• _GOAL OF THE EXERCISE_:
A word-for-word transcription of every record is needed.

##### ENTRIES PROVIDED #####

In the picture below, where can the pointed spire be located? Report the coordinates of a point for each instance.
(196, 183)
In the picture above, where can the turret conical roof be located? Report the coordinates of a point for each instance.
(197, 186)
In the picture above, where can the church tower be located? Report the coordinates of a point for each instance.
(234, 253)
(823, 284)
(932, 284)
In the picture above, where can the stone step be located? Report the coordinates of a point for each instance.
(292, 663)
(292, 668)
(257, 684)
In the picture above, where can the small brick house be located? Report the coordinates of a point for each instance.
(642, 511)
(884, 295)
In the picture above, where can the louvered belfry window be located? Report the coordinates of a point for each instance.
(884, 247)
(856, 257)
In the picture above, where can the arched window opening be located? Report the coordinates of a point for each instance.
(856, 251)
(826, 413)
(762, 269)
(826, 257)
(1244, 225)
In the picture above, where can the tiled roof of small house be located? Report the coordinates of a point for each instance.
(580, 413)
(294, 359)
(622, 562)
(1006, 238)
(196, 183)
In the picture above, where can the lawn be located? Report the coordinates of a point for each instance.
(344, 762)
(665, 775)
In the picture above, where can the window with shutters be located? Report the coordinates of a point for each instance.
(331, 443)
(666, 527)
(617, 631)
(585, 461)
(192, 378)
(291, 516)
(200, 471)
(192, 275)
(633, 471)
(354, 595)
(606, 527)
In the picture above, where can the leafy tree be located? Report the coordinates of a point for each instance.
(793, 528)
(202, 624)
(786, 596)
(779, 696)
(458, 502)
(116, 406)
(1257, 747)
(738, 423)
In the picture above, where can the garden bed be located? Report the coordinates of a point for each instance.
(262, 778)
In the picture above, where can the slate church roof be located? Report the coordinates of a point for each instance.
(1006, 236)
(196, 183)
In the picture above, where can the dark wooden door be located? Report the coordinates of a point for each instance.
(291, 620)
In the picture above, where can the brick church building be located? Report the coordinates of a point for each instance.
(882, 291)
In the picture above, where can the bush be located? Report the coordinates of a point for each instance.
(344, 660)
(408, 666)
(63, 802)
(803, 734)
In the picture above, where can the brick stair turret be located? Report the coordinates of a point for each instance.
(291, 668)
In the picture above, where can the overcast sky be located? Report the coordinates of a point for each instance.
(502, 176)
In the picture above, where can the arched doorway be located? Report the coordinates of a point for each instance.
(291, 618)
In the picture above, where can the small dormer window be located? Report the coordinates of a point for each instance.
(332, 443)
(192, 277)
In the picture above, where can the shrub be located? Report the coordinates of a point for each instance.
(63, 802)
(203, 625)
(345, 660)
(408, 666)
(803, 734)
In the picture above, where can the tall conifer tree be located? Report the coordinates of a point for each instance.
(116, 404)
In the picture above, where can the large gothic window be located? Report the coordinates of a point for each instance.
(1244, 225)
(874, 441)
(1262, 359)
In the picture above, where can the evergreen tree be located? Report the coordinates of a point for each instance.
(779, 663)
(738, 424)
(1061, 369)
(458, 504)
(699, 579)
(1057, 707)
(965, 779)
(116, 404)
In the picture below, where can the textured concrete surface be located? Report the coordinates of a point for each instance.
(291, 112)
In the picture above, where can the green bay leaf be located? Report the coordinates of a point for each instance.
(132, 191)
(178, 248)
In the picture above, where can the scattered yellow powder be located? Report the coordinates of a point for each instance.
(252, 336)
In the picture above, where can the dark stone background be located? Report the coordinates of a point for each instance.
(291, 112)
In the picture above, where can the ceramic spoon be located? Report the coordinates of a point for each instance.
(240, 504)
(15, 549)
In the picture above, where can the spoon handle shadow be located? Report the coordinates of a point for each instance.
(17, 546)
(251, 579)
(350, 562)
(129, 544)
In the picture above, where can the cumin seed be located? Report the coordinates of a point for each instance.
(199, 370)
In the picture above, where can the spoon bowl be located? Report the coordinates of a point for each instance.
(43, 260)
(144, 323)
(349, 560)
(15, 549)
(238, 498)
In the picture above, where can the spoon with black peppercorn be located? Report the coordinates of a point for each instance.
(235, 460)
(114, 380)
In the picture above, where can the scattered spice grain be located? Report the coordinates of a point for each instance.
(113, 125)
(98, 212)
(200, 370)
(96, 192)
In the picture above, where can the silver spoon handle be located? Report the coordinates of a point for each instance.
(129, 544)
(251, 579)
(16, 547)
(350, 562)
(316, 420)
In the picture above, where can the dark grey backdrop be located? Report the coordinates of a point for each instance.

#####

• _ANSWER TO THE EXERCISE_:
In the picture below, where can the pointed spire be located? Report the coordinates of a point for each instance.
(196, 183)
In the picture above, where can the turret conical roof be located? Report the coordinates of a point for each instance.
(197, 186)
In the picture above, where can the church tower be located? Report the coordinates of a point for each instance.
(234, 253)
(823, 284)
(932, 284)
In the picture above, where can the stone step be located? Report the coordinates of a point for each instance.
(292, 663)
(292, 668)
(257, 684)
In the picture above, where can the small brick house be located? Report the coordinates of a point for each instance.
(642, 511)
(884, 295)
In the picture above, where can the louvered belfry window be located? Report the coordinates of a point for each instance.
(884, 247)
(856, 257)
In the picture above, where can the arched window opening be located? Report the coordinates of a point for each instance.
(856, 251)
(826, 413)
(762, 269)
(826, 257)
(1244, 225)
In the picture above, where can the tiled roof of small house be located? Report the coordinates of a point for each instance.
(580, 413)
(294, 359)
(622, 562)
(1006, 238)
(196, 183)
In the picture above, where can the lawn be located? Report the coordinates of a point for each instance.
(344, 762)
(665, 775)
In the picture above, where can the window with shutters be located? Report the coordinates of a point for each instance.
(331, 443)
(666, 527)
(617, 631)
(585, 461)
(192, 378)
(291, 516)
(200, 471)
(192, 275)
(633, 471)
(354, 595)
(606, 527)
In the picture above, where can the leafy tree be located? Report the coordinates of a point for each instance.
(793, 528)
(202, 624)
(786, 596)
(779, 696)
(458, 502)
(116, 406)
(1257, 747)
(738, 423)
In the picture above, where can the garden bed be located? Report the coordinates of a point for each instance.
(262, 778)
In the picture above, where can the slate church roof be located? Report the coordinates of a point for each instance.
(1006, 236)
(196, 183)
In the picture above, where can the dark wooden door be located? Report the coordinates of a point for each instance.
(291, 620)
In the picture above, where can the brick church building be located? Report the coordinates of a point for each instance.
(882, 291)
In the picture above, where can the bush be located? Report the coordinates of a point for each instance.
(344, 660)
(408, 666)
(63, 802)
(803, 734)
In the picture above, where can the brick stair turret be located? Report the coordinates of a point for each instance.
(291, 668)
In the picture above, where can the overcast sky be located? Report the coordinates of a point for each instance.
(502, 176)
In the picture above, where can the arched doorway be located? Report the coordinates of a point for each instance.
(291, 618)
In the picture above, where can the small dormer window be located? Report the coordinates of a point for each instance.
(332, 443)
(192, 277)
In the picture above, where can the shrub be located? Report the coordinates of a point for each instance.
(63, 802)
(203, 625)
(345, 660)
(408, 666)
(803, 734)
In the picture above, where can the tall conifer tree be located? Report the coordinates of a point for each instance.
(116, 404)
In the picture above, where can the large gothic window be located? Report the coordinates of a point for each instance.
(1244, 225)
(874, 441)
(1262, 359)
In the picture above, where can the evergreen tree be located? Report the coordinates of a point for each instance.
(779, 663)
(738, 424)
(1061, 369)
(458, 504)
(699, 579)
(1057, 707)
(965, 779)
(116, 404)
In the picture below, where can the textured concrete surface be located? Report the coordinates of a point for each instance.
(291, 112)
In the picture above, where can the green bay leaf be located? Report the coordinates of a point for each instance.
(132, 191)
(178, 248)
In the picture above, where can the scattered yellow powder be located? Report the coordinates of a point for each instance.
(252, 336)
In the picture above, where can the dark stone background be located? Report the coordinates of a point for each instance.
(291, 112)
In the picture above, where can the ceramic spoon be located? Report the coordinates of a point for each instance.
(240, 504)
(15, 549)
In the picture above, where can the spoon handle shadow be located? Report the coordinates of a point for each instance.
(17, 546)
(251, 579)
(350, 562)
(129, 544)
In the picture above, where can the cumin seed be located? Report the coordinates of a point for each instance.
(199, 370)
In the picture above, where can the spoon bowl be located? Report the coordinates of a point for each instance.
(43, 260)
(144, 323)
(349, 560)
(15, 549)
(238, 498)
In the picture above, where can the spoon with black peppercorn be located? Report the coordinates of a point for each instance.
(235, 460)
(114, 380)
In the picture above, where can the scattered spice grain be located? Report the coordinates of a point for each instance.
(113, 125)
(98, 212)
(200, 370)
(96, 192)
In the picture above, where can the silver spoon handle be located? Report the coordinates of a point for each instance.
(129, 544)
(251, 579)
(16, 547)
(350, 562)
(316, 420)
In the picture above, where can the dark grey backdrop be located? Report the coordinates of a point for each instance.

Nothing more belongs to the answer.